• Brief
Which lines in the records below contain the string "white"? Identify each one and copy it out in full, treating case as significant.

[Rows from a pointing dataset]
※ ※ ※

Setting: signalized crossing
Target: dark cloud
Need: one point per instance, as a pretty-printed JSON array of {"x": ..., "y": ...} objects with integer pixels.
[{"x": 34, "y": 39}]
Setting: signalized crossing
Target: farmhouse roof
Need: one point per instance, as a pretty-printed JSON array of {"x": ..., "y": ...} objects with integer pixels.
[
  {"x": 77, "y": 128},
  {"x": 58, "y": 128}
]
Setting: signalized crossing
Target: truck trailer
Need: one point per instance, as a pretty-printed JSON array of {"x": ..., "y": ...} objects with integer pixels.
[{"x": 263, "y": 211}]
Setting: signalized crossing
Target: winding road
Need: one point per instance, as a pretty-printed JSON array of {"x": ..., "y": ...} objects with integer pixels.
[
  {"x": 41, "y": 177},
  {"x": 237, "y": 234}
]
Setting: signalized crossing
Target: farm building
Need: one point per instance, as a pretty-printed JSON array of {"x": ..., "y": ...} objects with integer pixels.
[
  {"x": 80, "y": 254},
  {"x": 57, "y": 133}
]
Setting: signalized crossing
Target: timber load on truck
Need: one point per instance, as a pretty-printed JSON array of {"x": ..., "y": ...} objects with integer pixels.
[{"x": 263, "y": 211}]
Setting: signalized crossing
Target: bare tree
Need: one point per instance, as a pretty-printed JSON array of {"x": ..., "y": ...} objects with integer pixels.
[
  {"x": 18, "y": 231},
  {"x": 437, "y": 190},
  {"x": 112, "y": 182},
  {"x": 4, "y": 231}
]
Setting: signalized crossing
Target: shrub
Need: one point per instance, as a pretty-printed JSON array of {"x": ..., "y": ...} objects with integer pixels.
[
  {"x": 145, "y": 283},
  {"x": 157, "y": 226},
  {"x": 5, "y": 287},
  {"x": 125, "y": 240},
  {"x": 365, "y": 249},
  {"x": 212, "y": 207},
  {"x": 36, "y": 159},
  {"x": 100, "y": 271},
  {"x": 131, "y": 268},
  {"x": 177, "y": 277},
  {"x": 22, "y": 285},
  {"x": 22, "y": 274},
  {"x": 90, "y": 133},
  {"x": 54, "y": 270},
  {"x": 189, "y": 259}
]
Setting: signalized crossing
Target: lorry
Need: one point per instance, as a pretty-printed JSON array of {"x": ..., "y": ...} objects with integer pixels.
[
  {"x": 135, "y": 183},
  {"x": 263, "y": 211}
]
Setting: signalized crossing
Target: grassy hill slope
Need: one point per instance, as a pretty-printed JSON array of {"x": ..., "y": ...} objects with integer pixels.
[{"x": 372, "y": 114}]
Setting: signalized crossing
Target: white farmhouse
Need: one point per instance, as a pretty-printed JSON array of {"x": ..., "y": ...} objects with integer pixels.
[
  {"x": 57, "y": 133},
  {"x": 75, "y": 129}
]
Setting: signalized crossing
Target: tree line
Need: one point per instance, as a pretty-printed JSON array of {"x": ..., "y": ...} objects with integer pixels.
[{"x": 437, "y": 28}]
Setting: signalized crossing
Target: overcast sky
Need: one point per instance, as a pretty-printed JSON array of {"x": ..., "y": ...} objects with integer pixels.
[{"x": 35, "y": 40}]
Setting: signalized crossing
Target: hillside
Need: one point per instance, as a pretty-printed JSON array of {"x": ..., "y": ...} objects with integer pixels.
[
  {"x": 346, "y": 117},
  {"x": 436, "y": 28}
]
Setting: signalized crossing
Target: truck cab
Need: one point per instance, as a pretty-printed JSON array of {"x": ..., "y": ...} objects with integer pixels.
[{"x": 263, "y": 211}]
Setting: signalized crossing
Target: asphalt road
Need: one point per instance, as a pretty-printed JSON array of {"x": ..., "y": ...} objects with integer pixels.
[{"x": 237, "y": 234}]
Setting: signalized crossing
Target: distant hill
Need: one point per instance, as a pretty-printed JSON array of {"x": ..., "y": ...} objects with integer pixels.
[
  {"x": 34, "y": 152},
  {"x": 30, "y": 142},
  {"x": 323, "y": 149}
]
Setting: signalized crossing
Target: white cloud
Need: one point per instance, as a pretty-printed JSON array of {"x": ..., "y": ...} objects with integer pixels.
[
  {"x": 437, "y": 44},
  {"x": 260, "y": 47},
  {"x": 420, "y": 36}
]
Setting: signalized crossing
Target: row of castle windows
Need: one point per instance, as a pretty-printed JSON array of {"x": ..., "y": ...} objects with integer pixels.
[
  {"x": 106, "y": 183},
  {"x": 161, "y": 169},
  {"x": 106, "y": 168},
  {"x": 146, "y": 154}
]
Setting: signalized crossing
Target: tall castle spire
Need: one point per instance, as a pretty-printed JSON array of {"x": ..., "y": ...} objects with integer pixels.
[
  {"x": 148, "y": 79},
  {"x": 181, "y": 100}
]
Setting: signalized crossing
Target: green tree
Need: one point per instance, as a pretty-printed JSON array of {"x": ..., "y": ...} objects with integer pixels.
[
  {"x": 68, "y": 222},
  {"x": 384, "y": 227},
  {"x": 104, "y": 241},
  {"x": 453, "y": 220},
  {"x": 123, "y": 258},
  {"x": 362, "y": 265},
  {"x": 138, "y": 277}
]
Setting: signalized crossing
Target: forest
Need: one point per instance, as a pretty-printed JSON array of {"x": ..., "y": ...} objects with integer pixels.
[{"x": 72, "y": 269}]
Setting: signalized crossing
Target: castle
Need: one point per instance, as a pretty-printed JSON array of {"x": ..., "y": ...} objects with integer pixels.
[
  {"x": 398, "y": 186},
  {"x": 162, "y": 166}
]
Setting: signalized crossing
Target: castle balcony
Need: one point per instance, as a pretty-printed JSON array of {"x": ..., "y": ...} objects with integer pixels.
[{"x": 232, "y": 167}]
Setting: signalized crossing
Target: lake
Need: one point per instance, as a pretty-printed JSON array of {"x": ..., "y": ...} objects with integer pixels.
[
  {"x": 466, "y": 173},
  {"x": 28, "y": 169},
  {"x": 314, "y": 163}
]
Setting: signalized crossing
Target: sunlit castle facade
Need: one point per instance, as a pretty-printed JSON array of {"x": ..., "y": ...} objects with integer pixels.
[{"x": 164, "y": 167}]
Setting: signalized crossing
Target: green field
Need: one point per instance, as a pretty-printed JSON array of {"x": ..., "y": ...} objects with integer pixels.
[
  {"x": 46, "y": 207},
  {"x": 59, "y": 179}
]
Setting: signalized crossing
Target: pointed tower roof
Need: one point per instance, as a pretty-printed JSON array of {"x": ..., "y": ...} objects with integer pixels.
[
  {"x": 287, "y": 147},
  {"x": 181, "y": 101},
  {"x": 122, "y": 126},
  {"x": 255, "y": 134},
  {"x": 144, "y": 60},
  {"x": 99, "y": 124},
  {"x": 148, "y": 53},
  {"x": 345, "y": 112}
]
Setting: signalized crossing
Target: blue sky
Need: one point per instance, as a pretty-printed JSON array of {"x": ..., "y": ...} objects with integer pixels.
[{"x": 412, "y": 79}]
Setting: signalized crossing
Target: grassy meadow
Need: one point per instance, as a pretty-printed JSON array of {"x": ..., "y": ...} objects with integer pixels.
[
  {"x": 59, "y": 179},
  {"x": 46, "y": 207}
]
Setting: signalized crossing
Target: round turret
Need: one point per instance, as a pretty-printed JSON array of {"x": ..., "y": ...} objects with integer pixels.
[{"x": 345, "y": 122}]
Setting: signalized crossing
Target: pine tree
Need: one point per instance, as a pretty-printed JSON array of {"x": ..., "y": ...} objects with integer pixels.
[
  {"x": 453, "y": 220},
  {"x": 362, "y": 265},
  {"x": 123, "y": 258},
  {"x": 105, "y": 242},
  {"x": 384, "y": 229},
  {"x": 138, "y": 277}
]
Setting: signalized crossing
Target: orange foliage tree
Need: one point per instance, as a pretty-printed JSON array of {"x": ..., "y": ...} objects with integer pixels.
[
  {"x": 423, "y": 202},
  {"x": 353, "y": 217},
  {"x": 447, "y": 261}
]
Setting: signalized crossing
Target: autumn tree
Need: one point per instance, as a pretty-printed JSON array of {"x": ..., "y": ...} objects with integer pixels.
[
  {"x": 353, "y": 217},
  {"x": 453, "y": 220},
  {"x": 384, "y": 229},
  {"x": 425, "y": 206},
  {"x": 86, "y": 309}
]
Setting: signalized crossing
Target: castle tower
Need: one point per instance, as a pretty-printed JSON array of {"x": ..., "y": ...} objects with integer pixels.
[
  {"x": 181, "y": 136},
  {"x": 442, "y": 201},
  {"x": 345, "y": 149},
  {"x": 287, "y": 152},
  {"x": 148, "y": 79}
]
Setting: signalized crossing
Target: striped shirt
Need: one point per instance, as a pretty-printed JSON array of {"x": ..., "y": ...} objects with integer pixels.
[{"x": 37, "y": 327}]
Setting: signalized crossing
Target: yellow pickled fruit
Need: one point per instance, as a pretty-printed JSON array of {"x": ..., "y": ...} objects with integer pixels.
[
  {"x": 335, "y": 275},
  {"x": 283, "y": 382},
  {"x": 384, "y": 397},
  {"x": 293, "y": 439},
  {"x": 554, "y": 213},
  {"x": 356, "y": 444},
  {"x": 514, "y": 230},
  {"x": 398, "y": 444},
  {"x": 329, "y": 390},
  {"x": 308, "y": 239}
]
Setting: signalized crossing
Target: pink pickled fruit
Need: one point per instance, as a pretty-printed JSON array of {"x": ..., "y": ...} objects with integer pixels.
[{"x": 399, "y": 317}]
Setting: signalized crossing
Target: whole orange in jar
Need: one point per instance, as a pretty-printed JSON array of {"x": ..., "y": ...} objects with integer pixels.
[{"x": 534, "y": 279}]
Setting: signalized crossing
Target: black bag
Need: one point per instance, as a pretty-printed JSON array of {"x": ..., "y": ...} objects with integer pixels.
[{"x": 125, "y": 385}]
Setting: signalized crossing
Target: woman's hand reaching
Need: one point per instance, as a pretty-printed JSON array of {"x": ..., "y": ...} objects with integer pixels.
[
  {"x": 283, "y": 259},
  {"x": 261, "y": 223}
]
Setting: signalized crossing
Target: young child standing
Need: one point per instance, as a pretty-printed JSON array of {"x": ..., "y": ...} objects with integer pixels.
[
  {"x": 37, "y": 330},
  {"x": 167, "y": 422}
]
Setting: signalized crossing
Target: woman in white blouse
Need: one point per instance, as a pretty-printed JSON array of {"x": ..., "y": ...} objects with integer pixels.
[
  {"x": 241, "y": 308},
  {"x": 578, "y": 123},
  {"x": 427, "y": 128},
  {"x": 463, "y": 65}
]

※ ※ ※

• Result of the task
Target: white farmhouse
Target: white cloud
Target: woman in white blouse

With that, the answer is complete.